**ACTIVITY**
Write the next part of the article on the invention of the clear hockey face shield, picking up right after its final sentence.
───── DOCUMENT SEGMENT
The 59-year-old satellite-television executive expected to play it professionally.
"It's all I wanted," the Parker resident said.
A slap shot shattered Everett's dreams in 1970 and left a plate in his skull. But the injury, he said, helped him develop one of the sport's most visible safety products -- the clear face shield.
But there was no fortune in it. Instead, the former defenseman has passed the years competing with Goliath-size companies making millions of dollars on their own face shields.
At the time, the idea was simple: a clear face guard for hockey players. It came to him as youngsters with hockey-related injuries visited the sporting-goods store where he worked while attending Boston College on a hockey scholarship.
"They were getting whaled," Everett said. "There were 85,000 injuries annually because of no face protection."
Idea in hand, he visited a plastics supplier in early 1973 seeking anything that could withstand a speeding hockey puck.
Someone suggested Lexan, a product by General Electric Plastics long used by NASA and Ferrari.
Everett and a pair of hockey friends bought a flat sheet of the polycarbonate, cut a sample and heated it in an oven.
"We draped it over a paint can to shape it," he said with a laugh.
Once cooled, the Lexan hardened to an immovable -- and unbreakable -- shape.
The Everett shield was born -- GE even gave him an award for best new use of Lexan.
Others were developing hockey face shields too, but the first patent didn't arrive until 1975 -- in Medinah, Ill., going to mechanical engineer Dale Kasper.
"As they say, necessity is the mother of invention," said Michael Kasper, whose brother's slap-shot injury in 1967 prompted the design using plastic, as fate would have it, from Mobay Chemical, a GE competitor. Kasper never heard of Everett, nor Everett of the Kaspers.
"Amazing coincidences," Kasper said.
Giles Threadgood, a longtime NCAA referee, remembered the debate Everett's creation stirred.
──────────
───── SUPPLIED MATERIAL
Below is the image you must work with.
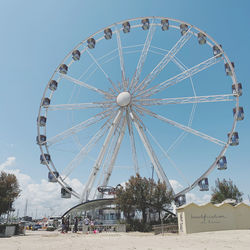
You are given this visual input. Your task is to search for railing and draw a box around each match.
[153,224,178,234]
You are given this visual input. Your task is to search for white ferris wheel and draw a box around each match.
[37,17,244,205]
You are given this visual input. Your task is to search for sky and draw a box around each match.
[0,0,250,217]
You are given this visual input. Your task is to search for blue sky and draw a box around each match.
[0,0,250,217]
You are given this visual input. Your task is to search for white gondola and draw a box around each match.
[87,37,95,49]
[227,132,239,146]
[72,49,81,61]
[213,44,222,57]
[233,107,244,121]
[198,178,209,191]
[36,135,46,145]
[40,154,50,165]
[42,97,50,107]
[225,62,234,76]
[217,156,227,170]
[174,194,186,207]
[198,32,207,45]
[48,171,59,183]
[141,18,149,30]
[49,80,58,91]
[180,23,188,36]
[104,28,112,40]
[161,19,169,31]
[59,64,68,75]
[61,187,72,199]
[122,22,130,33]
[232,83,243,96]
[37,116,47,127]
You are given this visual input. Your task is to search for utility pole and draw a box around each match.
[23,199,28,217]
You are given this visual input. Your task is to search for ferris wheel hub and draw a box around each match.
[116,91,131,107]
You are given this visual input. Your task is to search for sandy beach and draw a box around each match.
[0,230,250,250]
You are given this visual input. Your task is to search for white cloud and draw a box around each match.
[0,157,83,218]
[169,180,183,193]
[0,156,16,171]
[186,192,211,204]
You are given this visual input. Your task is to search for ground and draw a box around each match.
[0,230,250,250]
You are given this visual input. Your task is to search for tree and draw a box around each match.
[116,174,173,223]
[0,172,21,216]
[151,181,174,221]
[210,179,243,203]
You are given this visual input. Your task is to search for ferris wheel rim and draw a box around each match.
[37,16,239,201]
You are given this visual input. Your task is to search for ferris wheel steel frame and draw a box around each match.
[37,16,240,202]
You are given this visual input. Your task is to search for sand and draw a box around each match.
[0,230,250,250]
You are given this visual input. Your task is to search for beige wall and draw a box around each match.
[177,203,250,234]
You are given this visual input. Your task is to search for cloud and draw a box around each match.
[0,156,16,171]
[186,192,211,204]
[0,157,83,218]
[169,180,183,193]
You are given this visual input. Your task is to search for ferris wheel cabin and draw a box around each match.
[227,132,239,146]
[225,62,234,76]
[198,32,207,45]
[87,37,95,49]
[72,49,81,61]
[233,107,244,121]
[37,116,47,127]
[198,178,209,191]
[217,156,227,170]
[180,23,188,36]
[141,18,150,30]
[122,22,130,33]
[213,44,222,57]
[48,171,59,183]
[42,97,50,107]
[104,28,112,40]
[40,154,50,165]
[36,135,46,145]
[61,187,72,199]
[174,194,186,207]
[232,83,243,96]
[59,64,68,75]
[49,80,58,91]
[161,19,169,31]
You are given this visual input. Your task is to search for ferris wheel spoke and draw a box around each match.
[129,111,173,190]
[87,50,120,93]
[99,116,126,190]
[44,109,113,146]
[45,101,114,111]
[115,25,126,90]
[146,128,190,186]
[81,109,123,202]
[134,94,235,106]
[61,120,108,180]
[129,19,156,90]
[137,106,227,146]
[126,110,139,173]
[134,28,192,92]
[137,56,222,97]
[59,73,113,97]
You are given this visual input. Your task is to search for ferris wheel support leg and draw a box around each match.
[129,111,173,191]
[80,110,122,202]
[126,110,139,173]
[97,117,126,198]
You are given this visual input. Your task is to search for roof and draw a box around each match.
[62,198,115,217]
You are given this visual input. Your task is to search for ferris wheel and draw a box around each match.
[37,17,244,205]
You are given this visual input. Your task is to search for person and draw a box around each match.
[65,217,69,233]
[62,217,66,234]
[73,217,78,233]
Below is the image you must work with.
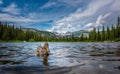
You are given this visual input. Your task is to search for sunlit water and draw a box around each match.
[0,42,120,74]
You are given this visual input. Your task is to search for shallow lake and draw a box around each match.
[0,42,120,74]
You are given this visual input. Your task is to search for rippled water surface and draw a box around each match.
[0,42,120,74]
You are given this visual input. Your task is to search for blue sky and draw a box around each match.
[0,0,120,33]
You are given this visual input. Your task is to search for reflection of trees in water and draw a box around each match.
[116,48,120,56]
[37,54,49,66]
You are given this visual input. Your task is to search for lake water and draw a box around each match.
[0,42,120,74]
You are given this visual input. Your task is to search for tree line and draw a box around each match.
[0,17,120,42]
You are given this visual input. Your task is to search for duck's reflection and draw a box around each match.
[37,54,49,66]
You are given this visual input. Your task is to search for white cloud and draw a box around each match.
[50,0,120,33]
[0,13,40,22]
[0,0,3,5]
[2,3,20,15]
[58,0,82,6]
[40,2,56,9]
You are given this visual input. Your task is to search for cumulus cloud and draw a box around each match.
[2,3,20,15]
[0,13,40,22]
[50,0,120,33]
[0,0,3,5]
[40,1,56,9]
[84,13,111,30]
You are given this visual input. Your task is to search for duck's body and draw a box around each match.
[37,43,50,55]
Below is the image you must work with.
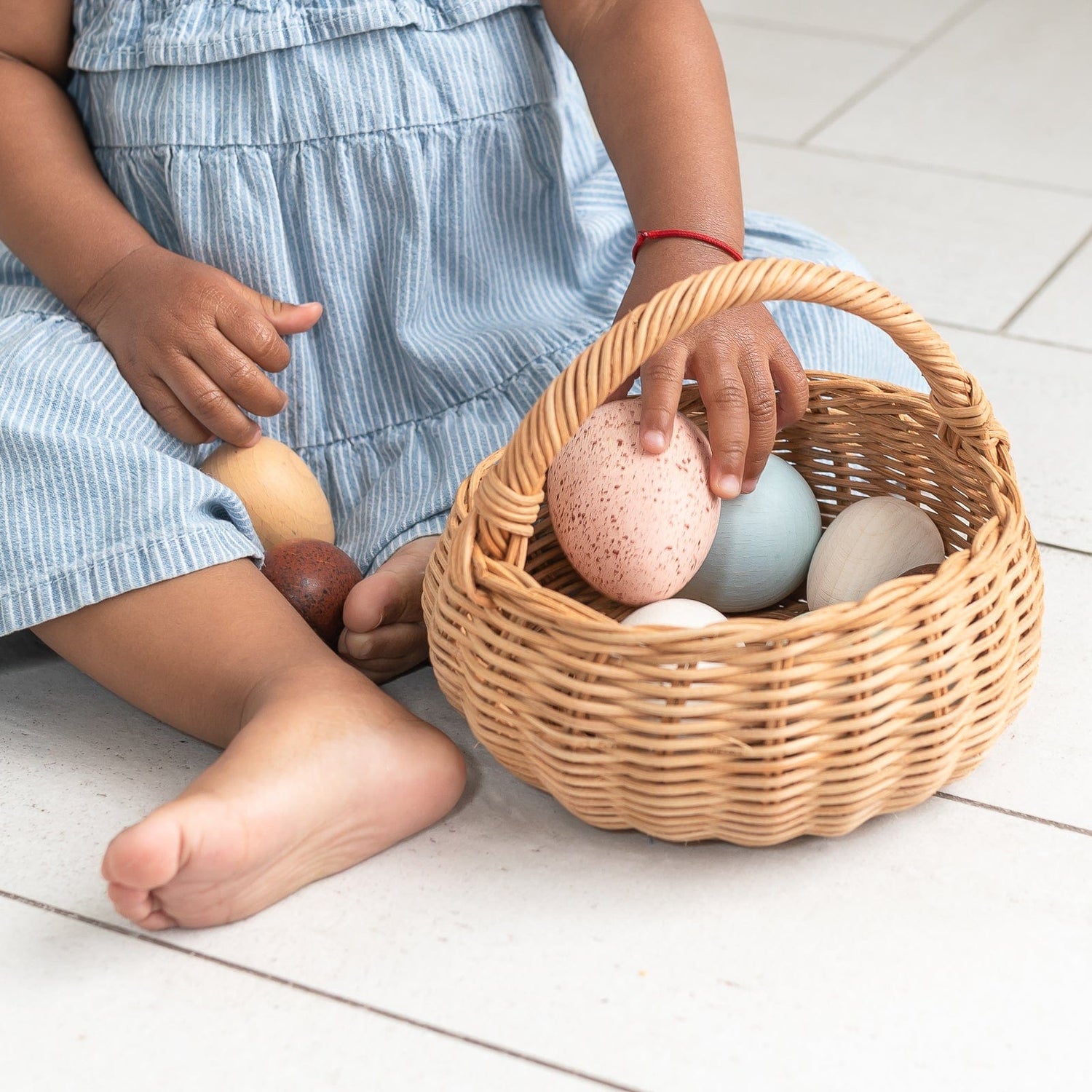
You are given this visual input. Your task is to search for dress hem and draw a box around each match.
[0,521,262,637]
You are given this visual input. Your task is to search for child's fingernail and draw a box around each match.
[716,474,740,497]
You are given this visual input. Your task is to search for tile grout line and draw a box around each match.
[0,889,644,1092]
[796,0,986,148]
[934,793,1092,838]
[998,227,1092,334]
[736,129,1092,198]
[1035,539,1092,557]
[705,11,915,50]
[925,314,1092,353]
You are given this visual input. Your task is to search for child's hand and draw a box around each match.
[611,240,808,499]
[78,245,323,447]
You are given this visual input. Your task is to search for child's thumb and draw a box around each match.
[255,292,323,334]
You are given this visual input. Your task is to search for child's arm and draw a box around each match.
[0,0,318,443]
[542,0,807,497]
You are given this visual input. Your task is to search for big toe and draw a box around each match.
[342,537,436,633]
[103,808,183,891]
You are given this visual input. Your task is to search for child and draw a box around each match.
[0,0,915,930]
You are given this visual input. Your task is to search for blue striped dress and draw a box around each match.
[0,0,919,635]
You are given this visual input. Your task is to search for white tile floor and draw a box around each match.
[0,0,1092,1092]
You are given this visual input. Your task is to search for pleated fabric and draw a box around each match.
[0,0,921,633]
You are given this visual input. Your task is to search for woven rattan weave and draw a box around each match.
[425,259,1043,845]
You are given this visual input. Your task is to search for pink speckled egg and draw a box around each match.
[546,399,721,604]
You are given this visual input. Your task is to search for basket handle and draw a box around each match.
[472,258,1007,567]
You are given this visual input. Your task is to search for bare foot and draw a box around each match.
[338,535,439,683]
[103,662,465,930]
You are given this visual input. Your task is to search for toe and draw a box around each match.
[103,808,183,895]
[342,569,405,633]
[133,910,178,932]
[106,884,155,922]
[342,537,436,633]
[338,622,428,661]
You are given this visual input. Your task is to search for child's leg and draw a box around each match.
[35,561,464,930]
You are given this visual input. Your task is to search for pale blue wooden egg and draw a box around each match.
[678,456,823,614]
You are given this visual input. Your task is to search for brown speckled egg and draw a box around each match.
[262,539,364,648]
[546,399,721,605]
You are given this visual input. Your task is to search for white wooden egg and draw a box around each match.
[808,497,945,611]
[622,598,727,716]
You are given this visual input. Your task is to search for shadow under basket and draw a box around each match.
[425,259,1043,845]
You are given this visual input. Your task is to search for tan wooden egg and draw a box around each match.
[201,436,334,550]
[808,497,945,611]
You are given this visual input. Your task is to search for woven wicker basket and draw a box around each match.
[425,259,1043,845]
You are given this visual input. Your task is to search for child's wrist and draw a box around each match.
[631,229,744,266]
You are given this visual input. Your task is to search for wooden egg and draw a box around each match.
[201,436,334,550]
[808,497,945,611]
[546,399,721,605]
[262,539,364,648]
[681,456,823,613]
[622,598,727,716]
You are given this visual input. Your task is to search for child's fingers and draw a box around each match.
[694,343,751,500]
[192,331,288,417]
[135,376,214,445]
[640,341,688,456]
[216,281,323,363]
[738,345,778,493]
[159,357,262,448]
[770,338,808,428]
[216,301,292,371]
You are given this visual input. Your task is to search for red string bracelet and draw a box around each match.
[633,229,744,262]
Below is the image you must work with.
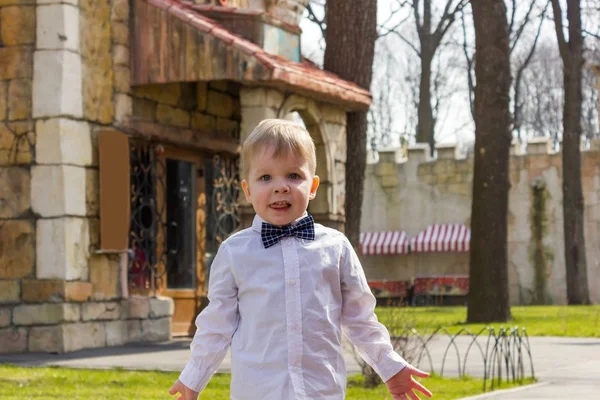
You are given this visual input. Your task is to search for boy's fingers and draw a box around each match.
[408,390,421,400]
[411,379,431,397]
[410,366,429,378]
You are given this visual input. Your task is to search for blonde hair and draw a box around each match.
[242,119,317,178]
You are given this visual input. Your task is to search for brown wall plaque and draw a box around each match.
[98,130,130,252]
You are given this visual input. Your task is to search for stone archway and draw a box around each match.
[277,95,336,225]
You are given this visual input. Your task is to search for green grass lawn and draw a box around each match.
[0,365,533,400]
[376,305,600,337]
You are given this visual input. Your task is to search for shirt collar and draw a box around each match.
[252,211,308,233]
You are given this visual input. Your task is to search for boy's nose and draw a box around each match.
[273,184,290,193]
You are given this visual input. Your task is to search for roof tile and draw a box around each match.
[146,0,371,109]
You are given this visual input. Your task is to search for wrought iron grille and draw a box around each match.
[205,155,240,282]
[129,141,167,290]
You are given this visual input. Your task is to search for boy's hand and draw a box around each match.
──────────
**RESULT OF THIS EXERCISE**
"There were meetings all over the place talking about this new thing the kid from Boston College had invented, and we just didn't know what to do about it," said Threadgood, 87, of Cape Cod, Mass. "There were other ideas to protect the face, but this was the first shield we'd ever seen."
Everett Enterprises and its shield, Dewlex, had an austere beginning, with production and shipping comprising friends around a kitchen table.
The success train suddenly stopped before it really got going, though, because of a combination of the shield's persistent fogging and a new rule mandating face cages for youth players.
"We didn't see the shield again for a very long time," Threadgood remembered.
It wasn't until 2002 that Everett dived back into the business as successful anti-fog coatings for plastics had been developed.
The hockey-equipment industry saw explosive growth -- Plunkett's Sports Industry Almanac put it topping $206 million in 2008 -- with large companies such as Nike, Bauer and Oakley taking a major interest, especially in face-protection products.
Representatives of the companies did not return calls for this story.
But Everett, now a vice president at Dish Network, turned to eBay to sell face shields, and his company got a second wind.
Today, despite giants Bauer and Oakley dominating the field, Everett's Boulder Hockey Shield Co. has a few investors and sales are in the "single-digit thousands" a year, he said, and growing.